### SELECTED EXCERPT ###

As you can see they are almost perfect for small counts, but still pretty good for giant counts.

fiatjaf commented 2 weeks ago

Implementation here: https://github.com/nbd-wtf/go-nostr/blob/4532e79d8e52d105888b41d2563c21c8104ea510/nip45/hll.go

alexgleason commented 2 weeks ago

Well, that's pretty mind-blowing. :exploding_head:

:thinking:

It weirdly incentives PoW on the middle of the ID. The relay is responsible for preventing that. Existing measures (WoT) might be enough for some relays. But the default behavior is to trust not just the relay operator but also the users of that relay to not PoW the middle of the ID.

alexgleason commented 2 weeks ago

Why shouldn't the relay just generate a random number every time instead of inspecting the event itself? Then it's not idempotent but it prevents abuse.

fiatjaf commented 2 weeks ago

You can't generate a random number because each distinct item must yield the same number, therefore you need a hash of the item. The event id is already that hash, but yes, people can do PoW to make their reaction count more or something like that.

### DATA LISTING ###

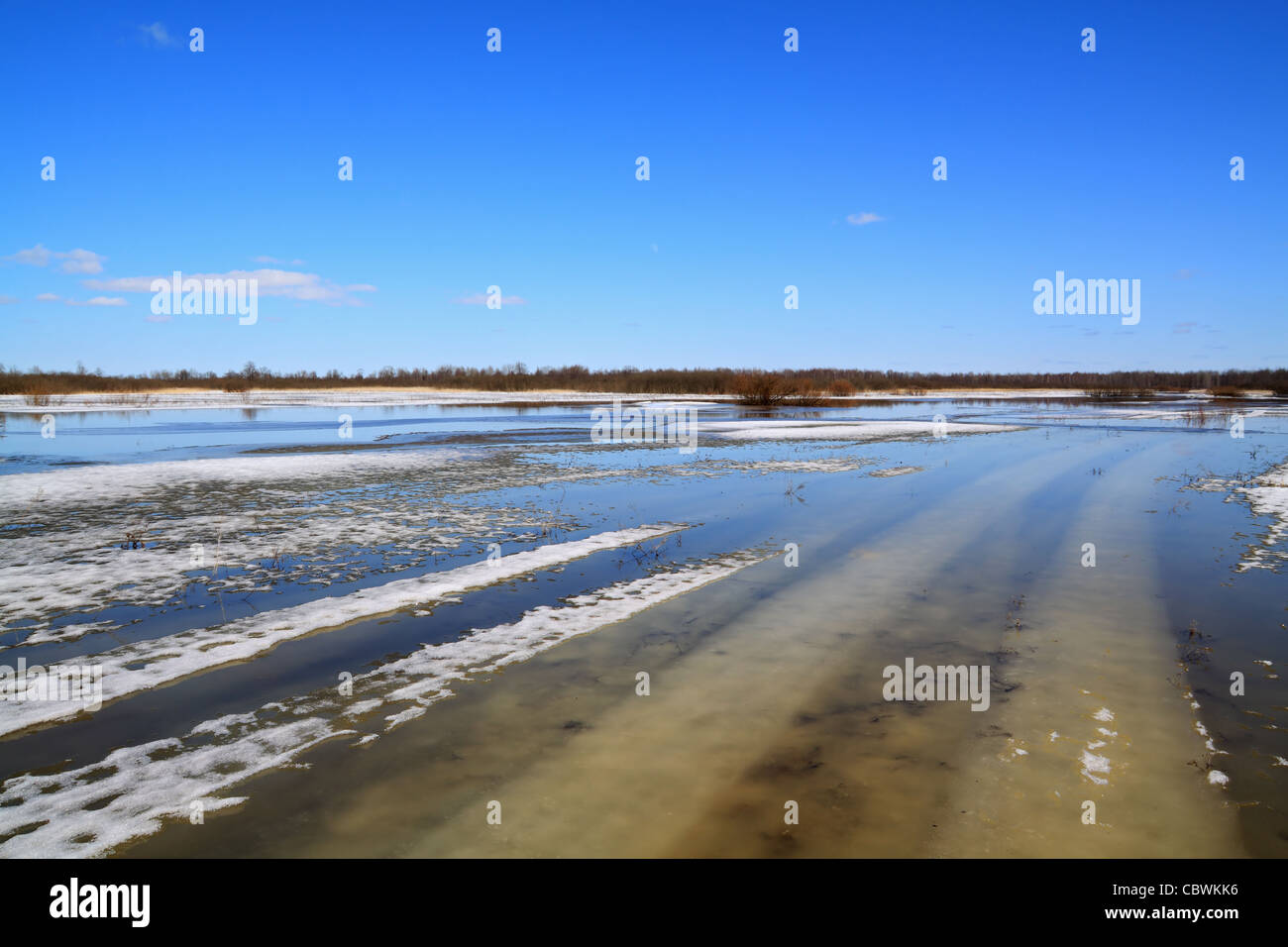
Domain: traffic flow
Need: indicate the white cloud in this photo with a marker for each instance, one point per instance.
(158, 34)
(305, 287)
(81, 262)
(481, 299)
(98, 300)
(72, 261)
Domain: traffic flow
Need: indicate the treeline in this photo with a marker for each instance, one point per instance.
(579, 377)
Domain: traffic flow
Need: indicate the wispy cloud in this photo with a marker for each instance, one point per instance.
(158, 34)
(98, 300)
(481, 299)
(95, 300)
(304, 287)
(71, 261)
(274, 261)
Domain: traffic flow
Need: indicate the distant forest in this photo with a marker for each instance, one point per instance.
(752, 385)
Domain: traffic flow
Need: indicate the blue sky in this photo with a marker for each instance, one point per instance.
(516, 169)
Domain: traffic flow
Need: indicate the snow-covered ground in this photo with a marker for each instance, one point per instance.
(377, 397)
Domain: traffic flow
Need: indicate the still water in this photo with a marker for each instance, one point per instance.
(671, 655)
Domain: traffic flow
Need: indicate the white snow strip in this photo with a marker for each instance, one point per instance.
(145, 791)
(755, 429)
(99, 482)
(145, 665)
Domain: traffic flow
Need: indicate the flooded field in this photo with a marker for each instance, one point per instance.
(443, 630)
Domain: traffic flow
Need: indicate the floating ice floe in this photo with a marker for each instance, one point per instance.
(134, 789)
(142, 665)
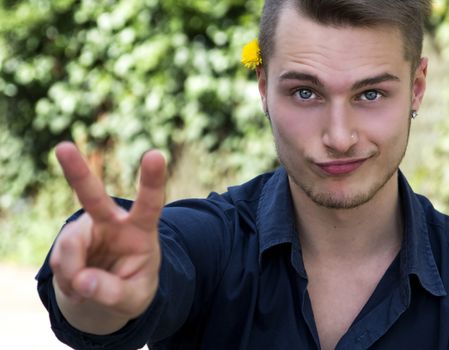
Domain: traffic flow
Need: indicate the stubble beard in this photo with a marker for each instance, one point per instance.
(328, 199)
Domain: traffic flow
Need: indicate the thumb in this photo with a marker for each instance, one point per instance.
(120, 295)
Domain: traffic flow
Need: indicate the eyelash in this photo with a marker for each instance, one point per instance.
(360, 96)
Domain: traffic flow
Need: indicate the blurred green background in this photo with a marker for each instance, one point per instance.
(120, 77)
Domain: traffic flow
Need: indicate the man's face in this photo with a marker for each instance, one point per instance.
(339, 101)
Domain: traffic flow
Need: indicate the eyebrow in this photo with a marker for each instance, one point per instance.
(292, 75)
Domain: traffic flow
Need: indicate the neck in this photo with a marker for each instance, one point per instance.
(369, 230)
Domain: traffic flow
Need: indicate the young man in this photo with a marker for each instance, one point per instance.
(331, 251)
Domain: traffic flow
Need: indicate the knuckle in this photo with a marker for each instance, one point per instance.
(113, 297)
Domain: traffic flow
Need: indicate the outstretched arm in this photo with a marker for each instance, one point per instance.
(106, 263)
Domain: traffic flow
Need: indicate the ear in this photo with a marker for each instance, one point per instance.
(419, 84)
(262, 83)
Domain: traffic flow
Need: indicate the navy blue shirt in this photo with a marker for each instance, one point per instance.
(232, 277)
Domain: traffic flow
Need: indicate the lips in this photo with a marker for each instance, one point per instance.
(339, 168)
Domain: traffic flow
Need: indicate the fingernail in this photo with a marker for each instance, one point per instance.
(89, 287)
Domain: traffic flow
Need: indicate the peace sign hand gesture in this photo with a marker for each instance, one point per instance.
(106, 263)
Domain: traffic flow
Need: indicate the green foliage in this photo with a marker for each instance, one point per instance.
(119, 77)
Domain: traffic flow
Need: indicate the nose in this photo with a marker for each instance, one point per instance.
(340, 133)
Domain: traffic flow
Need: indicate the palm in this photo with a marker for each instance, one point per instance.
(109, 255)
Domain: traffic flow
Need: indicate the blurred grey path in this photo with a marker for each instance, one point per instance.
(24, 322)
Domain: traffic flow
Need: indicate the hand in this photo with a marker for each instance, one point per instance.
(108, 256)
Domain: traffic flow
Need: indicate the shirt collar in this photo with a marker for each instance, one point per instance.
(276, 225)
(416, 254)
(276, 219)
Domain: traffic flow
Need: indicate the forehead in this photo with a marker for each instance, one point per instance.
(344, 52)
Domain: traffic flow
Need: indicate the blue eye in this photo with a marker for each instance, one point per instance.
(371, 95)
(305, 94)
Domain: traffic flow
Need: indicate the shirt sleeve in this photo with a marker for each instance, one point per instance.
(195, 238)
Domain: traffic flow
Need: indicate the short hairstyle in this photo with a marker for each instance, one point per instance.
(406, 15)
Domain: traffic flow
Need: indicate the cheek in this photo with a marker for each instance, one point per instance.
(390, 126)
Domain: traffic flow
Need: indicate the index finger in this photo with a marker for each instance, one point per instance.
(87, 186)
(146, 209)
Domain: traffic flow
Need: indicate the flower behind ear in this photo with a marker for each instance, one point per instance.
(251, 57)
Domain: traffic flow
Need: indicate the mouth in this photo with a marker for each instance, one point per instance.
(341, 167)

###

* WORK TO DO
Can you print, word for word, the stretch of the relay-count thread from "It weirdly incentives" through "something like that."?

* ANSWER TO THIS EXERCISE
It weirdly incentives PoW on the middle of the ID. The relay is responsible for preventing that. Existing measures (WoT) might be enough for some relays. But the default behavior is to trust not just the relay operator but also the users of that relay to not PoW the middle of the ID.

alexgleason commented 2 weeks ago

Why shouldn't the relay just generate a random number every time instead of inspecting the event itself? Then it's not idempotent but it prevents abuse.

fiatjaf commented 2 weeks ago

You can't generate a random number because each distinct item must yield the same number, therefore you need a hash of the item. The event id is already that hash, but yes, people can do PoW to make their reaction count more or something like that.